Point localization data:
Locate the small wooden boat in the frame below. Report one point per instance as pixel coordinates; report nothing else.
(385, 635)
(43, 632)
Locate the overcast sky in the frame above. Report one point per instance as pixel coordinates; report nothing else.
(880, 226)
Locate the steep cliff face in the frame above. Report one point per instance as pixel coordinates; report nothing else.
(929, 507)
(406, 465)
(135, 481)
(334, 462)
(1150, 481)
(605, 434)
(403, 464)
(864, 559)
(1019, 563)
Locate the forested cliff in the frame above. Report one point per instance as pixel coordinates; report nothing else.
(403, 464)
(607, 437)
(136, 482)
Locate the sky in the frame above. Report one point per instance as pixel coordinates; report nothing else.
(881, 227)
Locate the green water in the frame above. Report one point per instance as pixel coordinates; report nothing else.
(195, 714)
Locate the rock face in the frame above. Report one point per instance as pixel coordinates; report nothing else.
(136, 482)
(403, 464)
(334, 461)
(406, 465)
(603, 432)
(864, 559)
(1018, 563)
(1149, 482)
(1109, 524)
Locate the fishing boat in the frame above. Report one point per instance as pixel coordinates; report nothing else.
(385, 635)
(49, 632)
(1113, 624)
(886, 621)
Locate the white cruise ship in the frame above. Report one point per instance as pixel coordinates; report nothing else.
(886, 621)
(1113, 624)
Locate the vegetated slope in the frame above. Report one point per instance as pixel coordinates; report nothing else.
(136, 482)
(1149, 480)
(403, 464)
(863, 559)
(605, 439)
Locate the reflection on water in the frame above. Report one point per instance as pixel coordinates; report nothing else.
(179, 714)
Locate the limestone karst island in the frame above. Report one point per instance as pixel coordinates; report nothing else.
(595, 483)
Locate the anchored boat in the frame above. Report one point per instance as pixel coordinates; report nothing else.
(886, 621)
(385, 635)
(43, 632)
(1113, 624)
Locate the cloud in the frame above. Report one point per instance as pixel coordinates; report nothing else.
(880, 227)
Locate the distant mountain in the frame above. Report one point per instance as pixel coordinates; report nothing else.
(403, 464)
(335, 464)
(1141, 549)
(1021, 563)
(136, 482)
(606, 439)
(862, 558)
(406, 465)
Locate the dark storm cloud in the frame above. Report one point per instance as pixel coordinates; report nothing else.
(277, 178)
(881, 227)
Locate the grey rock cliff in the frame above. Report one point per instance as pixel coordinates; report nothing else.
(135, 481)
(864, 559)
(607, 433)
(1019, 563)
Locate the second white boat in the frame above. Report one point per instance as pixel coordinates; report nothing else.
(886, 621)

ACTIVITY →
From start to finish, retype the records above with complete accuracy.

ANSWER TO THE PROBLEM →
Locate the small wooden boat in the frame below. Report one point per instance as pixel coordinates; report nothing else.
(385, 635)
(43, 632)
Locate the overcast sky in the frame above. Report one point per instance as pixel coordinates; report nothing else.
(880, 226)
Locate the steep cliff face in the frame above. Report one point per instance as pixel coordinates; report nothing else.
(929, 507)
(406, 465)
(135, 481)
(334, 462)
(1150, 481)
(605, 434)
(403, 464)
(864, 559)
(1019, 563)
Locate the forested cliff in the frame above. Report one point per instance as pixel coordinates; report nothing else.
(403, 464)
(607, 437)
(136, 482)
Locate the sky in the frame above. Report one point per instance as pixel coordinates; report nothing else.
(881, 227)
Locate the green water in the frame above. Report one point per instance as pixel coordinates; report nothing else.
(195, 714)
Locate the rock face in the frame above. Report one point per instance as pixel coordinates; report nothing else.
(136, 482)
(403, 464)
(334, 461)
(406, 465)
(603, 432)
(864, 559)
(1018, 563)
(1149, 482)
(1109, 524)
Locate the fishing boat in the frame above. Report one point per instance as pixel coordinates; report nothing else.
(385, 635)
(49, 632)
(1113, 624)
(886, 621)
Locate the white cruise ship in the frame above. Report one point per instance as pixel coordinates; report nothing else.
(886, 621)
(1113, 624)
Locate the vegetated slope in the frame above. Report one point per instance as pixel coordinates; report nothing else.
(136, 482)
(1149, 480)
(403, 464)
(863, 559)
(605, 439)
Locate the reflection on water in the frame above. Report one point per instance as pixel coordinates; report nothing else.
(179, 714)
Locate the limestone karst island in the frame above. Report one point per instance as pixel coordinates; report nothing else.
(595, 483)
Locate the anchored boat in the frame above. Report one point per instance as pixel coordinates; report nothing else.
(886, 621)
(385, 635)
(43, 632)
(1113, 624)
Locate the cloud in the frame above. Report one point per instance as pixel coordinates; report nothing else.
(880, 227)
Locate the distant mountain in the frame above. Report one point per instance as pixel coordinates; report nothing else.
(403, 464)
(335, 464)
(1141, 549)
(1021, 563)
(136, 482)
(606, 439)
(862, 558)
(406, 465)
Locate the dark storm cloud in the frame above. Report one point per instance as pixel coordinates; report nothing else.
(277, 178)
(881, 227)
Locate the grey rock cliff in the frame above. Report one point per instance as pixel coordinates; report nothing else.
(135, 481)
(864, 559)
(607, 433)
(1019, 563)
Locate the second white boat in the frame above. Report one point per instance as pixel coordinates; report nothing else.
(886, 621)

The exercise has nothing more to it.